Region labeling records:
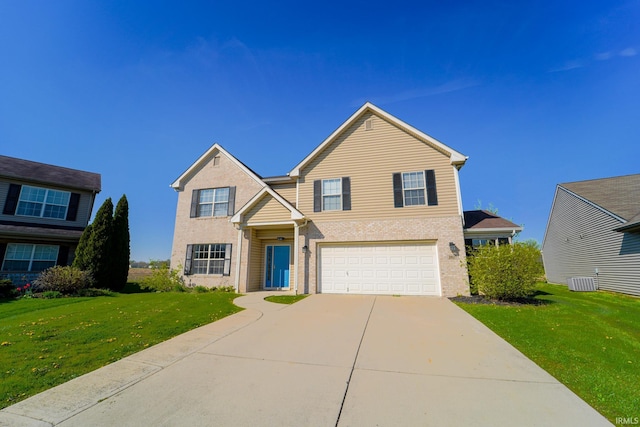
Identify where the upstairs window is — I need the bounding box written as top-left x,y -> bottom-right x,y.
322,178 -> 342,211
16,185 -> 71,219
402,171 -> 426,206
191,187 -> 236,218
184,243 -> 231,276
393,169 -> 438,208
2,243 -> 59,272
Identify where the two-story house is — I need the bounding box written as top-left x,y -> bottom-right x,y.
0,156 -> 101,285
171,103 -> 469,296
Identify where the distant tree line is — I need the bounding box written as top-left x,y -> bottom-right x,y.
73,195 -> 130,291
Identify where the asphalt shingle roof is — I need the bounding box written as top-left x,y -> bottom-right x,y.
464,210 -> 521,229
0,156 -> 102,192
560,174 -> 640,221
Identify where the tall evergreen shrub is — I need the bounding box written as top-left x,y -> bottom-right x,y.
110,194 -> 131,291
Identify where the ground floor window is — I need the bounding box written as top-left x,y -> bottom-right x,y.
184,243 -> 231,276
2,243 -> 60,272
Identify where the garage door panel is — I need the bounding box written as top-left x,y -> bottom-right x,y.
319,244 -> 440,295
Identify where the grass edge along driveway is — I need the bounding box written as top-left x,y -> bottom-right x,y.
456,283 -> 640,423
0,292 -> 242,409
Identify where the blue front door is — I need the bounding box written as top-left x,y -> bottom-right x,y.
264,245 -> 291,288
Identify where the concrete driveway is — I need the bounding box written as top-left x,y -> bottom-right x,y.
0,293 -> 611,427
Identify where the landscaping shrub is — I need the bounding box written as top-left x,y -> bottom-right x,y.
33,265 -> 93,295
0,279 -> 18,298
468,243 -> 544,300
140,265 -> 187,292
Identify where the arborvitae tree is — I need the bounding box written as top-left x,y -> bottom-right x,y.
85,197 -> 113,289
73,224 -> 92,271
109,194 -> 130,291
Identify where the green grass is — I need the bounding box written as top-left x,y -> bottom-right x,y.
0,292 -> 241,408
457,284 -> 640,422
265,294 -> 309,304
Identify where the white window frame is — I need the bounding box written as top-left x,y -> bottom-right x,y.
16,185 -> 71,221
2,243 -> 60,271
320,178 -> 342,211
401,171 -> 427,206
197,187 -> 231,217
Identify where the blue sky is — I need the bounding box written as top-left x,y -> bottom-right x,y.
0,0 -> 640,261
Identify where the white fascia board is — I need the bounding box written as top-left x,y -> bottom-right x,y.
171,142 -> 267,191
230,186 -> 305,224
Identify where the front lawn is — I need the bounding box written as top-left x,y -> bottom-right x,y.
265,294 -> 309,304
456,283 -> 640,422
0,292 -> 241,408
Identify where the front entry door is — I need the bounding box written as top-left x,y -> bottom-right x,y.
264,245 -> 291,289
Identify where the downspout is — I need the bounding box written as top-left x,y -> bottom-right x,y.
233,225 -> 244,293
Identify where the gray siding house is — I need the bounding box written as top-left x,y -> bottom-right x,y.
0,156 -> 101,285
542,174 -> 640,296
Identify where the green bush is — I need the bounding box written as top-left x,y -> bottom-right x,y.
0,279 -> 18,298
33,265 -> 93,295
468,242 -> 544,300
140,265 -> 187,292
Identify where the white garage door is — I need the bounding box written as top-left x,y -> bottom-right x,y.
319,244 -> 440,296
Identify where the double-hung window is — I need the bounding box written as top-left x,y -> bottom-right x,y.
185,243 -> 231,276
16,185 -> 71,219
191,187 -> 235,218
313,177 -> 351,212
393,169 -> 438,208
2,243 -> 59,271
322,178 -> 342,211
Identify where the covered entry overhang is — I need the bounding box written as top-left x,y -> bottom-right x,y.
231,187 -> 307,293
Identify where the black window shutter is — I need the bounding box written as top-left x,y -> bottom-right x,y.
56,246 -> 69,266
222,243 -> 231,276
0,243 -> 7,268
2,184 -> 22,215
424,169 -> 438,206
393,173 -> 404,208
342,176 -> 351,211
191,190 -> 200,218
227,187 -> 236,216
67,193 -> 80,221
184,245 -> 193,276
313,179 -> 322,212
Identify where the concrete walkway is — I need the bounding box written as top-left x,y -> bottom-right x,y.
0,293 -> 611,427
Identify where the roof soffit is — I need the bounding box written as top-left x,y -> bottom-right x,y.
289,102 -> 468,177
171,143 -> 267,191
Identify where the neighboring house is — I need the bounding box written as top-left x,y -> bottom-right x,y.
0,156 -> 100,285
464,210 -> 522,248
542,174 -> 640,295
171,103 -> 469,296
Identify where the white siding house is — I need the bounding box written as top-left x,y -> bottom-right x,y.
542,174 -> 640,295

▸ Written request
Lay out the items above as a Markdown table with two columns, Row and Line, giving each line its own row and skipping blank lines. Leave the pictures out of the table.

▸ Exercise solution
| Row | Line |
|---|---|
| 1 | Identify where the upstairs window is — I need the bounding box written as top-left x,y -> bottom-right x,y. |
| 2 | 322,178 -> 342,211 |
| 3 | 16,185 -> 71,219 |
| 4 | 402,171 -> 426,206 |
| 5 | 191,187 -> 236,218 |
| 6 | 184,243 -> 231,276 |
| 7 | 393,169 -> 438,208 |
| 8 | 2,243 -> 59,272 |
| 9 | Identify where the two-story house is — I need the bounding box written as top-left x,y -> bottom-right x,y. |
| 10 | 0,156 -> 101,285 |
| 11 | 171,103 -> 469,296 |
| 12 | Identify where the distant tree line is — I need the bounding box written as top-left x,y -> bottom-right x,y. |
| 13 | 73,195 -> 130,291 |
| 14 | Identify where the asphalt shingle roof is — I need the bounding box written as top-left x,y -> bottom-right x,y. |
| 15 | 464,210 -> 521,229 |
| 16 | 0,156 -> 102,192 |
| 17 | 560,174 -> 640,221 |
| 18 | Identify where the tall evergreen shrub is — I need the bounding box written as top-left x,y -> bottom-right x,y. |
| 19 | 110,194 -> 131,291 |
| 20 | Identify where the ground floor window is — I need the bounding box written as top-left x,y -> bottom-right x,y. |
| 21 | 184,243 -> 231,276 |
| 22 | 2,243 -> 60,272 |
| 23 | Identify where the garage door panel is — I need the bounding box written as top-left x,y -> bottom-right x,y. |
| 24 | 319,244 -> 440,295 |
| 25 | Identify where the grass edge along driveway is — I need the bounding box written as top-left x,y -> bottom-right x,y. |
| 26 | 456,283 -> 640,423 |
| 27 | 0,292 -> 242,409 |
| 28 | Identify where the blue front door is — I need the bounding box written as top-left x,y -> bottom-right x,y. |
| 29 | 264,245 -> 291,288 |
| 30 | Identify where the concrete driveway is — I need the bounding box written as top-left x,y -> bottom-right x,y. |
| 31 | 0,293 -> 611,427 |
| 32 | Identify where the landscaping shrub is — I need the bounding box written as top-left x,y -> bottom-right x,y. |
| 33 | 33,265 -> 93,295 |
| 34 | 0,279 -> 18,298 |
| 35 | 468,243 -> 544,300 |
| 36 | 140,265 -> 187,292 |
| 37 | Identify where the arborvitae tree is — I need the bounding box written as top-left x,y -> bottom-right x,y. |
| 38 | 85,197 -> 113,289 |
| 39 | 73,224 -> 92,271 |
| 40 | 109,194 -> 130,291 |
| 41 | Identify where the green grass is — I need the bounding box written as top-left x,y -> bottom-right x,y. |
| 42 | 0,292 -> 241,408 |
| 43 | 457,284 -> 640,422 |
| 44 | 265,294 -> 309,304 |
| 45 | Identify where the white window frame is — I need the bounding box written as top-left x,y -> bottom-right x,y. |
| 46 | 16,185 -> 71,221 |
| 47 | 2,243 -> 60,271 |
| 48 | 320,178 -> 342,211 |
| 49 | 401,171 -> 427,206 |
| 50 | 197,187 -> 231,217 |
| 51 | Identify where the blue sky is — I need the bounding box written as top-left x,y -> bottom-right x,y. |
| 52 | 0,0 -> 640,261 |
| 53 | Identify where the white fascia board is — I need the bounding box written as top-left x,y -> bottom-right x,y. |
| 54 | 171,142 -> 267,191 |
| 55 | 230,186 -> 305,224 |
| 56 | Identify where the front lawn is — I need the bounding box written as top-left x,y -> bottom-right x,y. |
| 57 | 265,294 -> 309,304 |
| 58 | 456,283 -> 640,422 |
| 59 | 0,292 -> 241,408 |
| 60 | Identify where the front entry door is — I need the bounding box written as top-left x,y -> bottom-right x,y. |
| 61 | 264,245 -> 291,289 |
| 62 | Identify where the downspout is — I need the bounding box written as top-left x,y -> bottom-right x,y. |
| 63 | 233,225 -> 244,293 |
| 64 | Identify where the gray siding house is — I need the bounding box written as top-left x,y -> bottom-right x,y. |
| 65 | 0,156 -> 101,285 |
| 66 | 542,174 -> 640,296 |
| 67 | Identify where the green bush is — I need the bounding box written as top-left x,y -> bottom-right x,y. |
| 68 | 0,279 -> 18,298 |
| 69 | 33,265 -> 93,295 |
| 70 | 468,242 -> 544,300 |
| 71 | 140,265 -> 187,292 |
| 72 | Identify where the white garage door is — I need the bounding box written as top-left x,y -> bottom-right x,y. |
| 73 | 319,244 -> 440,296 |
| 74 | Identify where the double-hung window is — I need the bounding box written as top-left x,y -> bottom-right x,y. |
| 75 | 185,243 -> 231,276 |
| 76 | 16,185 -> 71,219 |
| 77 | 191,187 -> 235,218 |
| 78 | 313,177 -> 351,212 |
| 79 | 393,169 -> 438,208 |
| 80 | 2,243 -> 59,271 |
| 81 | 322,178 -> 342,211 |
| 82 | Identify where the covered entry overhang is — I need the bounding box written as top-left x,y -> bottom-right x,y. |
| 83 | 231,187 -> 307,293 |
| 84 | Identify where the black window shutter is — I need the bounding box written as top-left x,y -> bottom-right x,y. |
| 85 | 56,246 -> 69,266 |
| 86 | 222,243 -> 231,276 |
| 87 | 0,243 -> 7,268 |
| 88 | 2,184 -> 22,215 |
| 89 | 424,169 -> 438,206 |
| 90 | 393,173 -> 404,208 |
| 91 | 342,176 -> 351,211 |
| 92 | 191,190 -> 200,218 |
| 93 | 227,187 -> 236,216 |
| 94 | 67,193 -> 80,221 |
| 95 | 184,245 -> 193,276 |
| 96 | 313,179 -> 322,212 |
| 97 | Identify where the concrete walkway is — I need the bounding box written as top-left x,y -> bottom-right x,y. |
| 98 | 0,293 -> 611,427 |
| 99 | Identify where the roof soffit is — I need the bounding box written as top-left x,y -> bottom-right x,y. |
| 100 | 289,102 -> 468,177 |
| 101 | 171,143 -> 267,191 |
| 102 | Identify where the neighboring house is — I need the bounding box written as top-left x,y -> bottom-right x,y. |
| 103 | 0,156 -> 100,285 |
| 104 | 464,210 -> 522,248 |
| 105 | 542,174 -> 640,295 |
| 106 | 171,103 -> 469,296 |
| 107 | Identify where the white siding house is — I need the bounding box written as top-left x,y -> bottom-right x,y. |
| 108 | 542,174 -> 640,295 |